Salah satu yang menangani saya di rumah sakit adalah petugas haji bidang kesehatan dari provinsi DIY. Sambil malu-malu saya bilang kalua kami ada di satu grup Whatsapp, grup petugas haji yang berasal dari provinsi yang sama. Selama perawatan, saya menjadi semakin memahami beratnya pekerjaan para petugas haji bidang Kesehatan.
Setiap tengah malam saya mendengar suara teriakan dari arah samping. Rupanya bagian sebelah adalah ruang perawatan pasien dengan penyakit kejiwaan. Pantas saja, pas pertama kali datang, saya lihat ruang di sebelah itu nampak berteralis besi. Saya beberapa kali menghadapi jamaah haji yang mengalami disorientasi, halusinasi, demensia atau yang sejenisnya. Tapi saya selaku pertugas haji non kesehatan menangani hal ini dalam waktu singkat saja sesuai kemampuan. Sementara itu, petugas kesehatan mesti lebih serius menanganinya, apalagi sampai dirawat seperti ini.
Setelah seminggu lebih, saya dinyatakan boleh pulang. Hari terakhir perawatan ditandai dengan perubahan menu, dari yang sederhana demi menjaga kondisi kesehatan, menjadi menu yang lebih ‘bercitarasa’. Senang karena besok boleh pulang bercampur nikmatnya kembali menyantap menu makanan seperti semula, menjadi kebahagiaan tersendiri. Saat jarum infus dilepas, makin lega rasanya, bisa ke kamar mandi tanpa kerepotan.
Saya pun pulang ke sektor, berpamitan kepada pasien seruangan dan mendoakan mereka. Saya berlalu sambil merenungi keadaan pasien rumah sakit selalu ada dan datang tak berhenti. Saya juga merasa bahwa pengalaman dirawat ini sungguh harus saya renungi dan resapi pelajarannya. Sambil menunggu pengaturan transportasi yang menghantar pasien sembuh menuju tempat masing-masing, saya menikmati betul udara luar ruangan saat itu. Nampak jamaah haji bukan asal Indonesia yang kiranya bermasalah soal kesehatan berusaha masuk, namun tertolak karena tempat itu khusus untuk jamaah haji Indonesia. Sayang sekali, tapi begituah aturannya.

**DATA TERSEDIA**
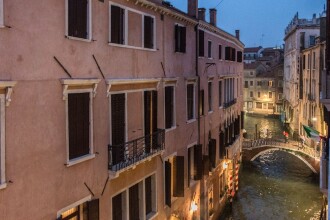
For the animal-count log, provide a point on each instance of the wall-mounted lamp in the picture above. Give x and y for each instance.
(193, 206)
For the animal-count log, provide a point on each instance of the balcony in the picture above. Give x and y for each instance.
(129, 154)
(230, 103)
(310, 97)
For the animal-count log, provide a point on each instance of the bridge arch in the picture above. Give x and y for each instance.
(290, 152)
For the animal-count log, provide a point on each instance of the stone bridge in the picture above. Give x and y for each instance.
(254, 148)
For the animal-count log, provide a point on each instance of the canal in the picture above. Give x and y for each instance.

**TUGAS LATIHAN**
- 1) Terjemahkan kalimat "Setelah seminggu lebih, saya dinyatakan boleh pulang." dari kisah perawatan petugas haji ke dalam bahasa Inggris.
- 2) Menurut kisah perawatan petugas haji, mengapa jamaah haji bukan asal Indonesia tertolak saat berusaha masuk?
- 3) Teruskan kisah perawatan petugas haji ini dengan menulis bagian berikutnya setelah kalimat terakhirnya.

**JAWABAN YANG DIHARAPKAN**
- 1) After more than a week, I was declared fit to go home.

- 2) Mereka tertolak karena tempat itu khusus untuk jamaah haji Indonesia.

- 3)
Minibus mengantar orang satu per satu pulang ke sektor masing-masing. Sektor saya terhitung di bagian ujung dari rumah sakit, jadi harus ikut mengantar ke sektor-sektor lain dulu. Saat sudah dekat ke sektor saya, salah seorang petugas di dalam minibus memanggil nama-nama yang hendak turun. Setelah menyebut nama saya dia tertawa. Ternyata nama dia mirip nama saya, dia Muhidin, saya Muhyidin, beda di huruf Y. Setelah turun saya menyempatkan diri minta berswafoto dengan dia, karena dia orang yang seingat saya sempat memasang jarum infus saya juga.
Suatu ketika saat lepas puncak ibadah haji, saya berjalan-jalan untuk satu keperluan di area Masjidil Haram, di pertokoan sekitar komplek Abraj Al Bayt yang terkenal paling tinggi di Arab Saudi itu. Saya melihat satu dokter petugas haji yang merawat saya di klinik. Saya hampiri dia dan saya cerita bilang kalau saya yang waktu itu kena varicella. Dia tanya kondisi, saya pun bilang baik sambil mengucap terima kasih. Kami beramah-tamah sebentar lalu berpisah.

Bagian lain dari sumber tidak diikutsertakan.